▶ _Exercise task 1_
From the collected data listing, output a JSON list of strings with one string per line and blank lines omitted. Begin at the line that contains "query | construction crane" and stop after the line that contains "<point>269,385</point>".

▶ _Document segment_
Minneapolis and other parts of the nation have been beset by poorly trained federal forces waging immigration round-ups that have left communities in fear and American citizens detained and even dead in the streets. Anger over those tactics has dominated the political discussion for months. In his speech, Trump never addressed the Minneapolis campaign head-on.
For months, Trump has also rattled key U.S. allies, including North Atlantic Treaty Organization partners, by repeatedly demanding that the United States be given Greenland, a territory of Denmark. He couched the stunning breach of diplomatic norms as a necessity given sweeping U.S. security concerns in the region. But in his speech, he made no mention of his demands or those concerns.
And while Trump asserted the “state of the union is strong,” he gave little explanation for why he has repeatedly denigrated and targeted the cornerstones of its federal system.
In the last year, Trump has cast himself and the executive office as all powerful; a substantial swath of the federal judiciary as “radical left” lunatics; the nation’s state-controlled voting system as corrupt and unreliable; and many Democrats and other political opponents as illegitimate or even criminal.
He has repeatedly asserted the power to reject decisions and reallocate federal spending by Congress, rewrite by executive fiat the Constitution and core rights within it such as birthright citizenship, and command or coerce states and a vast swath of civil society — including universities and law firms — to align with him politically or face devastating financial losses, including by demanding unprecedented mid-decade redistricting by red states to better his chances of Republican victory in the midterms.
Trump has tried to assert his will on the Federal Reserve, which is designed to independently lead the nation’s economy, and called Federal Reserve Chair Jerome H. Powell “incompetent” — which can’t be a good sign for the nation’s economy, no matter how you parse it.
As Trump walked out of the room Tuesday night having addressed few of those unprecedented moves, Republicans showered him with praise — with some telling him he’d just delivered the best State of the Union ever.
Many Democrats, meanwhile, wondered which union the president had been describing.

Collected data
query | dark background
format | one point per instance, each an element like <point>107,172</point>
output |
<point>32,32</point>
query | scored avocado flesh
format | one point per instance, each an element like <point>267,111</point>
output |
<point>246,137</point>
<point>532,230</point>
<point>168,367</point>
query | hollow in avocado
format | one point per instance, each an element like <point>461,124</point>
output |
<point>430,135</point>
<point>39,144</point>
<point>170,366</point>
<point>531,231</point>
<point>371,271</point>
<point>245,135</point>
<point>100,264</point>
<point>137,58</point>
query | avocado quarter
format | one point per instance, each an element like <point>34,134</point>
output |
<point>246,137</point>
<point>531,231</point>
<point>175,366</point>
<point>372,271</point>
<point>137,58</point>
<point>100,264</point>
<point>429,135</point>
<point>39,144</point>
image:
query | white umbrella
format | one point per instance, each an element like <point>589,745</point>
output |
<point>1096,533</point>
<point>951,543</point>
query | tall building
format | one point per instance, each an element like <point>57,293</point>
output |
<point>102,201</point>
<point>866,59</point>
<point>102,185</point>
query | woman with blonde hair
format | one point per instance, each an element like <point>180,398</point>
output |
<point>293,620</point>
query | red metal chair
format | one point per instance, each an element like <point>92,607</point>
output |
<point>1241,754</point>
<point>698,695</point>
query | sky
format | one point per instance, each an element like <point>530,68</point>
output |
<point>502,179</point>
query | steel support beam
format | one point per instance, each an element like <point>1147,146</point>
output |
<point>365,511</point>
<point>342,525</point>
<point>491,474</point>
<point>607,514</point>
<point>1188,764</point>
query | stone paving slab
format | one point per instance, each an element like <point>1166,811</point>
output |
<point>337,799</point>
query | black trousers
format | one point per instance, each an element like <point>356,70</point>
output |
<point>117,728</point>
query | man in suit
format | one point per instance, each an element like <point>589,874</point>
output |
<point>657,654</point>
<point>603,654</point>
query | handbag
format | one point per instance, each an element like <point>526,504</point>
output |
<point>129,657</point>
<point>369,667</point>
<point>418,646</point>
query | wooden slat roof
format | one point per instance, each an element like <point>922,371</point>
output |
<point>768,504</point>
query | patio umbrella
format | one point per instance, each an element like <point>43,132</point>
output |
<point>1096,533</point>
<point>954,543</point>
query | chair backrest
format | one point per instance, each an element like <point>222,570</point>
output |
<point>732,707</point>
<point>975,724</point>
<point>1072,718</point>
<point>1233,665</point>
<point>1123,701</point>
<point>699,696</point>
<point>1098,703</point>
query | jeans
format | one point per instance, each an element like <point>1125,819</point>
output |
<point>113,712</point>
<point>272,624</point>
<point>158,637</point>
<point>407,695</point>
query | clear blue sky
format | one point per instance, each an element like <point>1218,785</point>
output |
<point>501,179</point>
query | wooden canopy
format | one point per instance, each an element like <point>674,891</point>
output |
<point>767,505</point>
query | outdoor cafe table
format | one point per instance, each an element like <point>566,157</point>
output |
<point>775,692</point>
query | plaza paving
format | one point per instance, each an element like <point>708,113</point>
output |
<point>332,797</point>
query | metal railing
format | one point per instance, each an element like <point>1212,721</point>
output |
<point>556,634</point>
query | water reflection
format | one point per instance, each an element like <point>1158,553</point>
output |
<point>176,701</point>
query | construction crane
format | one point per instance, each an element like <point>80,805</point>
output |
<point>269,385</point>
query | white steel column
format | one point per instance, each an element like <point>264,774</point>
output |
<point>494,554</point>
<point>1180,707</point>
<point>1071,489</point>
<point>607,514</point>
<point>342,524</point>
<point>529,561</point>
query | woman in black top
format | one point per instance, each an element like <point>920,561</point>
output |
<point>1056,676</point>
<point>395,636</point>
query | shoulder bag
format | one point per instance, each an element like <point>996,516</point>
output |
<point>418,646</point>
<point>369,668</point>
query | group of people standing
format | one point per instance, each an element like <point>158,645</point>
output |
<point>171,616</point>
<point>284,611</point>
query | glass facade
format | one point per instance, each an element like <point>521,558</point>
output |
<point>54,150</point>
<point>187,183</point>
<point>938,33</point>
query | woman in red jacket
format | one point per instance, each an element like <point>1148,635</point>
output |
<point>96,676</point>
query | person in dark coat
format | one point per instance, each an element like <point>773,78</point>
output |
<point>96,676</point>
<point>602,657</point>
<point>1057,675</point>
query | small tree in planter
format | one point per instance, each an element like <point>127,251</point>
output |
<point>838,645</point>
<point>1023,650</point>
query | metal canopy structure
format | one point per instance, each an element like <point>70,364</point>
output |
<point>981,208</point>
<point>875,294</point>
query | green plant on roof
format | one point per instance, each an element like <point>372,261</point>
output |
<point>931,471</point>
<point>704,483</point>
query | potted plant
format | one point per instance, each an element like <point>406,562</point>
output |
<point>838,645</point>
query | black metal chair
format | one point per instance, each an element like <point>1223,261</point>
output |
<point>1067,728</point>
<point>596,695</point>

▶ _Exercise task 2_
Summarize the article on the State of the Union speech in two sentences.

▶ _Full answer 1_
[
  "query | construction crane",
  "format | one point per instance, each an element like <point>80,805</point>",
  "output |",
  "<point>269,385</point>"
]

▶ _Full answer 2_
In his State of the Union speech, Trump never directly addressed the Minneapolis immigration campaign or mentioned his demands for Greenland, and he gave little explanation for repeatedly denigrating and targeting the cornerstones of the federal system. As he left on Tuesday night, Republicans showered him with praise, while many Democrats wondered which union he had been describing.